--- EXERCISE INPUT Enclosed Below ---

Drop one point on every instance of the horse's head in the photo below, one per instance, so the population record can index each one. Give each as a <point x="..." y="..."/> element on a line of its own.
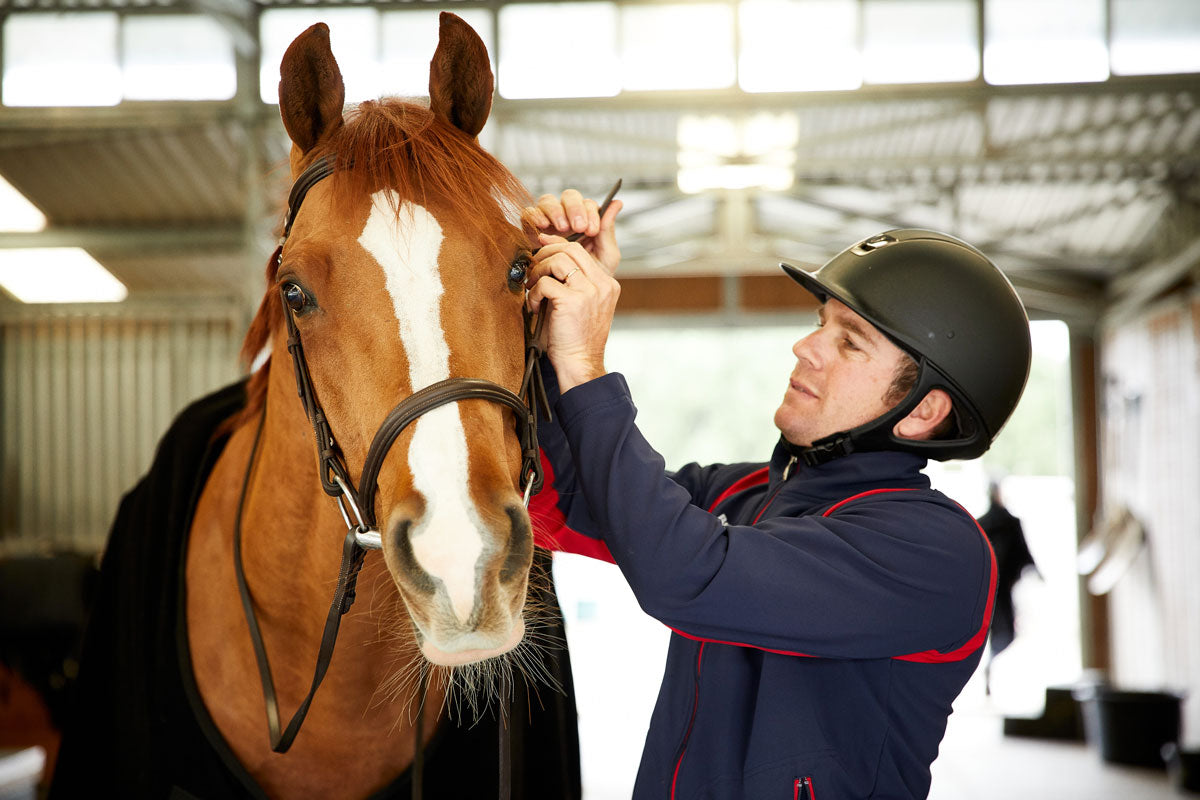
<point x="402" y="269"/>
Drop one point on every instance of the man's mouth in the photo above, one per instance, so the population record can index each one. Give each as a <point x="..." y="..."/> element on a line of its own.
<point x="802" y="389"/>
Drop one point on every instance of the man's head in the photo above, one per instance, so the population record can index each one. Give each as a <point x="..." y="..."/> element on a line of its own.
<point x="846" y="374"/>
<point x="924" y="347"/>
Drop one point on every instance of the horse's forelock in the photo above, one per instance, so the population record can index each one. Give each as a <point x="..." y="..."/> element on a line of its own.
<point x="403" y="146"/>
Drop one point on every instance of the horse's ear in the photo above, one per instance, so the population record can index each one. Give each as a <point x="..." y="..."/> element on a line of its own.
<point x="460" y="76"/>
<point x="311" y="90"/>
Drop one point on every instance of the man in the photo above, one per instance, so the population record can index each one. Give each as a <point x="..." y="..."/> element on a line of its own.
<point x="1007" y="537"/>
<point x="827" y="606"/>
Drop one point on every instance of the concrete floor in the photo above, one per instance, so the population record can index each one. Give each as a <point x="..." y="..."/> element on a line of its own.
<point x="977" y="762"/>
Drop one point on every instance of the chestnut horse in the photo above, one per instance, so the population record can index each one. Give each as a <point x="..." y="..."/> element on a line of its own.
<point x="403" y="268"/>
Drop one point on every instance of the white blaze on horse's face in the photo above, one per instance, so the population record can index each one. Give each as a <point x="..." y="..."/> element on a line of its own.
<point x="449" y="539"/>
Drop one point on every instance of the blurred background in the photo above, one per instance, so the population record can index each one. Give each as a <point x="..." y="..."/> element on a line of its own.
<point x="143" y="175"/>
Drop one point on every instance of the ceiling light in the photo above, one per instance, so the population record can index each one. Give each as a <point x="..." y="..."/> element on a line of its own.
<point x="17" y="212"/>
<point x="58" y="275"/>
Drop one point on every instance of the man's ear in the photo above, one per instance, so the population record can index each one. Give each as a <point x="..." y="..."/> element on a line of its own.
<point x="923" y="420"/>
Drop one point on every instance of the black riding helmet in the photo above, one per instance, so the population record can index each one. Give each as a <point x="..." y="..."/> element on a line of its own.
<point x="954" y="312"/>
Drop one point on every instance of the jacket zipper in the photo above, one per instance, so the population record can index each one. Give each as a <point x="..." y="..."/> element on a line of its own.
<point x="687" y="735"/>
<point x="771" y="498"/>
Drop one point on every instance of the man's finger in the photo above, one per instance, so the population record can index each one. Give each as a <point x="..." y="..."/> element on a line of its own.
<point x="575" y="210"/>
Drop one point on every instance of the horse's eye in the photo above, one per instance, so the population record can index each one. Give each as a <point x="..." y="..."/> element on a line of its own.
<point x="294" y="296"/>
<point x="517" y="271"/>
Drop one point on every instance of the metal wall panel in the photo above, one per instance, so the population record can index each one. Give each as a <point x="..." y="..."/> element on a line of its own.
<point x="1151" y="434"/>
<point x="84" y="398"/>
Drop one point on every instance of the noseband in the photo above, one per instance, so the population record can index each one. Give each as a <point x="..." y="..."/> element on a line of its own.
<point x="363" y="533"/>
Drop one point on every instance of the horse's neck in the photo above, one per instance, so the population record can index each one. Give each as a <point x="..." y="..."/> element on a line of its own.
<point x="292" y="546"/>
<point x="292" y="542"/>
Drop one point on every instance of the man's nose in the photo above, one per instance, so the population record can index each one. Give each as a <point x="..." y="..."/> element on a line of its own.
<point x="808" y="349"/>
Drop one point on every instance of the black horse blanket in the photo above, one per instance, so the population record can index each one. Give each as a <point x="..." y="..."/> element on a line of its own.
<point x="138" y="727"/>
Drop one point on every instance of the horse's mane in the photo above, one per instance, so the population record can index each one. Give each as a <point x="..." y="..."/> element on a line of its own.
<point x="405" y="146"/>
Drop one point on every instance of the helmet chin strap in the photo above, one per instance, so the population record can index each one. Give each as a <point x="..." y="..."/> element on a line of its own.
<point x="877" y="434"/>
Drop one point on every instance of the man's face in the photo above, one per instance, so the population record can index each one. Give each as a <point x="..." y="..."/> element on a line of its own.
<point x="841" y="377"/>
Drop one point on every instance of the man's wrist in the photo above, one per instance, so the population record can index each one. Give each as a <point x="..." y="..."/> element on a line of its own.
<point x="573" y="374"/>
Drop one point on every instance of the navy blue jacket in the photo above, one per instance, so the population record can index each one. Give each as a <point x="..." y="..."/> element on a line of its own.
<point x="823" y="623"/>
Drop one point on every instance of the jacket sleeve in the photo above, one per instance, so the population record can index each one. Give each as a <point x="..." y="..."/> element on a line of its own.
<point x="882" y="577"/>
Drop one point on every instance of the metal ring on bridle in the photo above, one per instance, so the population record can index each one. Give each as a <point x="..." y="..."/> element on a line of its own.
<point x="366" y="536"/>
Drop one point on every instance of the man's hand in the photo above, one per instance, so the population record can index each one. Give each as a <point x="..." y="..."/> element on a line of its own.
<point x="575" y="281"/>
<point x="574" y="214"/>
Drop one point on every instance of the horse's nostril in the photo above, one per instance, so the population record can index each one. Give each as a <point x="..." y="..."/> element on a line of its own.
<point x="516" y="560"/>
<point x="402" y="546"/>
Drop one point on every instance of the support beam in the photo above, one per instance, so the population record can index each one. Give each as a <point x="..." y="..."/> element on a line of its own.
<point x="1132" y="290"/>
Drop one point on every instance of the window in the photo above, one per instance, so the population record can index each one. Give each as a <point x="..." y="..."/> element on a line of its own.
<point x="177" y="56"/>
<point x="1044" y="41"/>
<point x="408" y="40"/>
<point x="353" y="35"/>
<point x="677" y="47"/>
<point x="922" y="41"/>
<point x="538" y="40"/>
<point x="1156" y="36"/>
<point x="61" y="60"/>
<point x="799" y="44"/>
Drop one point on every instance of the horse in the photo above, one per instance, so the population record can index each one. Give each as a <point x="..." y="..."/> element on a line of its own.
<point x="401" y="276"/>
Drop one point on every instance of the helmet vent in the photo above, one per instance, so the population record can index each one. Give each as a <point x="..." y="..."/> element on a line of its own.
<point x="873" y="244"/>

--- End of Enclosed EXERCISE INPUT ---

§ WHAT IS BEING ASKED: Only the pictures are to be excluded; all other parts of the records above are to be given exactly.

§ RESULT OF THIS EXERCISE:
Drop one point on every instance of the horse's head in the photo below, one per instance, so the population record can index each one. Give each as a <point x="..." y="..."/> element on a line of its own.
<point x="402" y="269"/>
Drop one point on every instance of the man's mouth in the photo above, one per instance, so the population record can index each one. Give each as a <point x="..." y="..."/> element on a line of its own.
<point x="802" y="389"/>
Drop one point on every instance of the man's head in the photo above, one per instance, so the population record can index each one. Give each as a <point x="..." y="..."/> element on a line of its own.
<point x="846" y="374"/>
<point x="924" y="347"/>
Drop one point on every instance of the horse's forelock in the photo above, one per instance, so the population record can index each one. Give each as a <point x="..." y="..."/> element on a line of its own.
<point x="403" y="146"/>
Drop one point on every instance of the horse's ear in the photo above, one per instance, so the population record can index each one. Give each as a <point x="..." y="..."/> element on a line of its own.
<point x="460" y="76"/>
<point x="311" y="90"/>
Drop one point on every instance of the man in the photo above, one per instance, so the population record can index each one. Give each as a <point x="..." y="..."/> element on a line of its own.
<point x="1007" y="537"/>
<point x="827" y="606"/>
Drop one point on every instance of the concrete floor in the photo above, one per instance, so the population record can index each one. Give each as a <point x="..." y="..."/> element on a line of its own.
<point x="977" y="762"/>
Drop one point on every instance of the chestnut horse in the photo above, one per instance, so the population record can index each one. Give each as a <point x="..." y="..."/> element on a line of its own.
<point x="403" y="268"/>
Drop one point on every instance of the white blaze on horse's face in the photo above, one per instance, so the population record can index each one. Give each as a <point x="..." y="..."/> element on a line of its own.
<point x="449" y="539"/>
Drop one point on every instance of the blurred background in the photo above, one per instance, so the population record can index each one. Give each as a <point x="..." y="..."/> element on a line of its own.
<point x="143" y="175"/>
Drop one point on every instance of the ceiling light in the photo above, one per instance, so the population record can index each one. Give each as a <point x="..." y="..."/> element on a line of its own.
<point x="17" y="212"/>
<point x="58" y="275"/>
Drop one point on every instance of the man's ear in the photo above, one per instance, so the population record can index each one. Give each as a <point x="..." y="..."/> element on a line of its own.
<point x="923" y="420"/>
Drop one point on every instance of the black riding helmet in the photo above, one per instance, so the population record can index each one. Give each as a <point x="..." y="..."/> element on a line of its own.
<point x="954" y="312"/>
Drop one point on every instance of the jacket zipper in the photo above, one per instance, so the population record can index each one. Give each as a <point x="..." y="..."/> element on a line of its own.
<point x="687" y="735"/>
<point x="771" y="498"/>
Drop one point on every instance of the man's finger in the photo above, one per instance, so the population record can index each one. Give each as a <point x="..." y="..."/> element on a line of its own.
<point x="575" y="210"/>
Drop one point on every instance of the horse's eye in the photo above, one per instance, so the population record can index each one. Give each as a <point x="..." y="..."/> element on a line of its own.
<point x="294" y="296"/>
<point x="517" y="271"/>
Drop one point on every instance of the metal wall panel in the photo above, one per instance, so the population record can index each one. Give each as a <point x="..." y="..."/> element on a line of its own.
<point x="1151" y="434"/>
<point x="84" y="398"/>
Drop one point on every instance of the noseband in the photo above, one per instance, so the population record can index each one. Give each as a <point x="..." y="..."/> element on a line of its own.
<point x="363" y="533"/>
Drop one point on every instance of the horse's neck in the photo above, one per instance, so the population record can index each one. Give each as a <point x="..." y="..."/> element on a line of its own.
<point x="292" y="546"/>
<point x="292" y="542"/>
Drop one point on every instance of the man's nose in the photo above, one per instance, so the population record can index each one. Give each as a <point x="..." y="..."/> element on a line of its own.
<point x="808" y="349"/>
Drop one point on every instance of the black horse blanket in the photo above, one per instance, so the population record can index each one. Give each as a <point x="..." y="..."/> element on a line of its own.
<point x="138" y="727"/>
Drop one point on every instance of the horse's mane in the photo above, one per instance, so the population record can index each one. Give each as a <point x="..." y="..."/> element on a line of its own.
<point x="405" y="146"/>
Drop one point on every instance of the helmet chin strap in the photo above, one per instance, so the population record can index each one. Give each as a <point x="..." y="..."/> element on a line of its own.
<point x="877" y="434"/>
Drop one point on every instance of the man's face in the photo above, one per instance, so the population record can index each one. Give each as a <point x="..." y="..."/> element on a line of its own.
<point x="841" y="377"/>
Drop one point on every instance of the man's wrist in the photo above, one per instance, so the population record can index each one. Give each as a <point x="..." y="..."/> element on a line of its own.
<point x="573" y="374"/>
Drop one point on every instance of the navy blue jacket in the photo above, one per instance, so the population record can index each one. Give each as a <point x="..." y="..."/> element on a line of its own.
<point x="823" y="623"/>
Drop one point on every instance of the jacket sleeve in the photo above, one per instance, so the population record can index each one. Give each as a <point x="..." y="..."/> element on a line of its own.
<point x="882" y="577"/>
Drop one point on every instance of the metal ring on bridle in the photo above, one per instance, so the population record can index each one. Give each as a <point x="..." y="..."/> element on a line of its own.
<point x="366" y="536"/>
Drop one point on every instance of the man's hand in the photo above, one per instance, so the population record can index each one. Give each as a <point x="..." y="..."/> element on a line of its own.
<point x="575" y="281"/>
<point x="574" y="214"/>
Drop one point on every instance of the horse's nostril in the photo above, one per instance, so the population record can index each one. Give each as a <point x="..." y="..."/> element on a line of its own.
<point x="516" y="560"/>
<point x="402" y="546"/>
Drop one point on every instance of the support beam in the photo above, one per instance, so the population record can index each one. Give each as a <point x="..." y="..."/> element on a line of its own.
<point x="1132" y="290"/>
Drop one point on every instance of the window in the photo above, one per instance, so the population record can index each one. Give each as a <point x="..." y="..."/> element on a line of its own.
<point x="177" y="56"/>
<point x="1044" y="41"/>
<point x="408" y="40"/>
<point x="353" y="35"/>
<point x="677" y="47"/>
<point x="922" y="41"/>
<point x="538" y="40"/>
<point x="1156" y="36"/>
<point x="61" y="60"/>
<point x="799" y="44"/>
Drop one point on every instance of the horse in the photo above, one per instance, so the population record can index each one. Give each as a <point x="..." y="..."/> element on a line of its own.
<point x="401" y="276"/>
Drop one point on every instance of the helmet vent in the photo above, one per instance, so the population record can index each one. Give each as a <point x="..." y="..."/> element on a line of its own.
<point x="873" y="244"/>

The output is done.